● Your goal
Reproduce the entries from the line containing "like x=12, y=112." through the line containing "x=493, y=132", inclusive, swapping "mailbox" for "letterbox" and changing nothing else. Leave the pictures out.

Named-object pointing entries
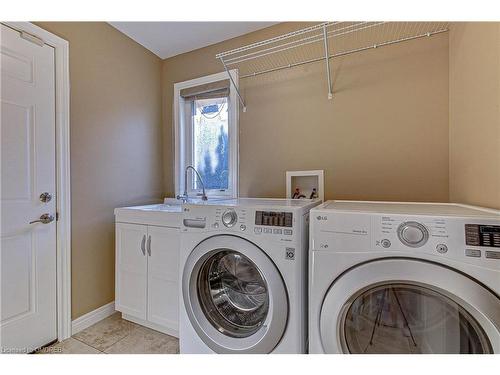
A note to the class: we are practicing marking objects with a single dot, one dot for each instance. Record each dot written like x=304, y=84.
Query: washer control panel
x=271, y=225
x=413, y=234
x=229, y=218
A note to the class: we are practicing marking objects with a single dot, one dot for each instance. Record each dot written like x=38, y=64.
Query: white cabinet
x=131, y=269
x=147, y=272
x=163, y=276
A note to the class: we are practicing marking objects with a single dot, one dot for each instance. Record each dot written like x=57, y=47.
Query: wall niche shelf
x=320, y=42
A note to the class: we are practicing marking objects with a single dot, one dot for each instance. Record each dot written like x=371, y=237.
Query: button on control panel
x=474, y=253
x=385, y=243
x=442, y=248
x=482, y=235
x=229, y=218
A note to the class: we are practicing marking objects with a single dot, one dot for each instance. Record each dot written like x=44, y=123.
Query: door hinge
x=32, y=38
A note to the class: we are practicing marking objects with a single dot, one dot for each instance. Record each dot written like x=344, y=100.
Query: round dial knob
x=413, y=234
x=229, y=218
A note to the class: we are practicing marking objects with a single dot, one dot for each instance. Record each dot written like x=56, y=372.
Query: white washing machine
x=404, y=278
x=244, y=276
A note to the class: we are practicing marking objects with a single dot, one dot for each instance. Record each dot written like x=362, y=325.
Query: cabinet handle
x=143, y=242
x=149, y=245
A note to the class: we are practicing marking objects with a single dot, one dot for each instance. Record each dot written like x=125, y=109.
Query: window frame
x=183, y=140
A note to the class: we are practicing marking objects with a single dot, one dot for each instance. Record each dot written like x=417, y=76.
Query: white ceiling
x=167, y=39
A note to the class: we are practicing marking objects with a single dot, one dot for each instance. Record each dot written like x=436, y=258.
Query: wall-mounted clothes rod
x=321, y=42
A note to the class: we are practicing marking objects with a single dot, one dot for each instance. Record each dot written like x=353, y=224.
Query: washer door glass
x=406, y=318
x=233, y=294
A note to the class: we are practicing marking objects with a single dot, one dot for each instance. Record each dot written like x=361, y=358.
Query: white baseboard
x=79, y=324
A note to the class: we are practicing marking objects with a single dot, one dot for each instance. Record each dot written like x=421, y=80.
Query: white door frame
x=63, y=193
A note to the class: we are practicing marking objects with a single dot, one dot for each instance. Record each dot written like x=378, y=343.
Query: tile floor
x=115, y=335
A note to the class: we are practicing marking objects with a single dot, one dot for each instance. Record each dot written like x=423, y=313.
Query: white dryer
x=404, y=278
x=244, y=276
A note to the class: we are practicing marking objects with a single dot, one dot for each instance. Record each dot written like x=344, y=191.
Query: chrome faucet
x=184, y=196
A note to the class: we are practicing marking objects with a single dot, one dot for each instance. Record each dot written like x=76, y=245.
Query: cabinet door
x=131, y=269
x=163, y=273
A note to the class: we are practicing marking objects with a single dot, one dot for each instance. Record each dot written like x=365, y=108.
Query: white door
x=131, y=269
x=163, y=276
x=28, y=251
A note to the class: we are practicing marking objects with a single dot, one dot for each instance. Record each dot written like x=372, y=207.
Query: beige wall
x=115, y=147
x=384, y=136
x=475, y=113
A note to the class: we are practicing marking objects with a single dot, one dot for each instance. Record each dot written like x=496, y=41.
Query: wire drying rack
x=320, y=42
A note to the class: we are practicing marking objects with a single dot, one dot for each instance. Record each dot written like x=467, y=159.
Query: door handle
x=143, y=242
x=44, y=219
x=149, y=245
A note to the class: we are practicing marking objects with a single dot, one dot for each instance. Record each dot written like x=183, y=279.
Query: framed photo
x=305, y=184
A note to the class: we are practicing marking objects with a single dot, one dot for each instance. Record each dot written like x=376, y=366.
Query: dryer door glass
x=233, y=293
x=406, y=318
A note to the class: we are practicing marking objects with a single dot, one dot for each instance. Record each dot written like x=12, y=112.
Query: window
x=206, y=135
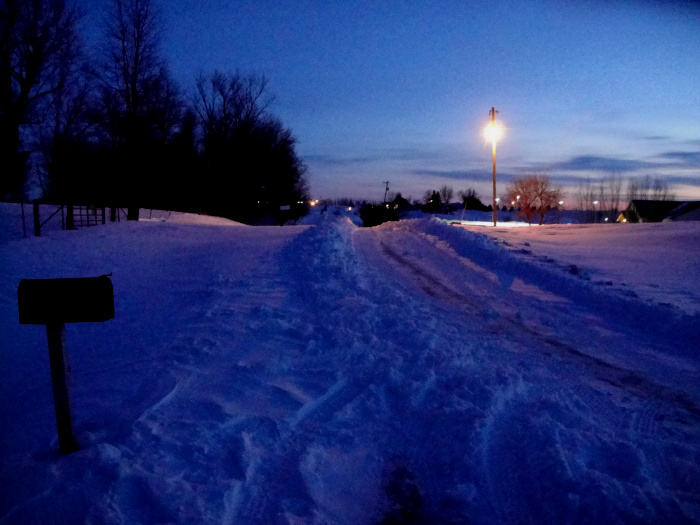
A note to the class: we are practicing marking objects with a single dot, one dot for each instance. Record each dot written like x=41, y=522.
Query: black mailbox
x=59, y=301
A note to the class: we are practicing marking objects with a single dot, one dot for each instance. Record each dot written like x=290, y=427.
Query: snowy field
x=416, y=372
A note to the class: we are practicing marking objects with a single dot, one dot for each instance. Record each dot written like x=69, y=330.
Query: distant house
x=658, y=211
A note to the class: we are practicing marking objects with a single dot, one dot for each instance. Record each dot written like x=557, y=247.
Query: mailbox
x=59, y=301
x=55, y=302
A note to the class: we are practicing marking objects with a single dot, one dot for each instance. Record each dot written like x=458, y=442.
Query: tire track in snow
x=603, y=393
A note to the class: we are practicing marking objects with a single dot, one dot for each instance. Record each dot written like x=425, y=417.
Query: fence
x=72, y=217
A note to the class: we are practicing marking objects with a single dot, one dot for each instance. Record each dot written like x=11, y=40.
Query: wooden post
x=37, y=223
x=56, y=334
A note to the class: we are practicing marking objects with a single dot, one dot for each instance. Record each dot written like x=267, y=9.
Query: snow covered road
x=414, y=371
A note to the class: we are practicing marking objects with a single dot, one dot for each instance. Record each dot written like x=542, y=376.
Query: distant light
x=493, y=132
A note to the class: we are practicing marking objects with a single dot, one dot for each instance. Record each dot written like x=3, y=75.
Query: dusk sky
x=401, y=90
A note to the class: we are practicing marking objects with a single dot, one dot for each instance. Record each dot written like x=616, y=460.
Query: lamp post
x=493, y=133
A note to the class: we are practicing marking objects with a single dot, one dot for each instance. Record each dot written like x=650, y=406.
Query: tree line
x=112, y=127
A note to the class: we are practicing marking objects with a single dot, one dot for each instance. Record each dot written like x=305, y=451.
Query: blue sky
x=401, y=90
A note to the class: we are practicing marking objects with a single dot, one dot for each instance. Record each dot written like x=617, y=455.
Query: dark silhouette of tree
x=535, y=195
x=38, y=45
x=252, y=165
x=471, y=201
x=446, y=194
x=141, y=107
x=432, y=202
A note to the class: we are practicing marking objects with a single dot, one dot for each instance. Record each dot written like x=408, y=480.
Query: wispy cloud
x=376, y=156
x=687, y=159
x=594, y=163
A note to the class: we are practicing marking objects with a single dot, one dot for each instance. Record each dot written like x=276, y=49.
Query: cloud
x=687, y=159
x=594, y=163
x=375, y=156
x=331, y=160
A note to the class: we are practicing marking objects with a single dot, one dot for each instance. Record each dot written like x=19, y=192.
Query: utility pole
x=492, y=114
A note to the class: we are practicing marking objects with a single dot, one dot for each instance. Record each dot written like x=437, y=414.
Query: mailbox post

● The answer
A note to the class: we are practicing marking objects with a single dot, one dot for each instance. Record each dot written like x=12, y=112.
Query: window
x=206, y=135
A note to the class: we are practicing marking objects with a single dot, one dot for each instance. Record each dot written like x=41, y=522.
Query: black letterbox
x=59, y=301
A note to the class: we are practicing marking objects with a single dot, one dot for each instance. Record each dot written like x=290, y=427.
Query: snowy field
x=416, y=372
A note to the class: we are practicing marking objects with a single dot, one dot for each instance. Record each dot written like x=69, y=330.
Query: distant house
x=658, y=211
A note to the class: we are practicing marking objects with a single dot, one dot for each instance. Record each dot written like x=557, y=247.
Query: letterbox
x=59, y=301
x=55, y=302
A note to the class: we are practicing marking objects with a single dot, one dot for each instance. Record each dot written like x=458, y=442.
Query: tire track in snow
x=603, y=393
A note to the class: we are practicing marking objects with a single dot, one dot for each instance. Record each dot written like x=425, y=417.
Query: fence
x=72, y=217
A note to the class: we are practicing marking objects with a single dot, one dot for each instance. Record each dot written like x=11, y=40.
Query: wooden post
x=37, y=223
x=56, y=334
A note to the class: we are practicing marking objects with a single dot, one dot for each instance. Record each dot written like x=267, y=9.
Query: snow covered road
x=414, y=371
A note to the class: we are practicing marking objects with a single dot, one dot for each instance. Record each dot written like x=542, y=376.
Query: distant light
x=493, y=132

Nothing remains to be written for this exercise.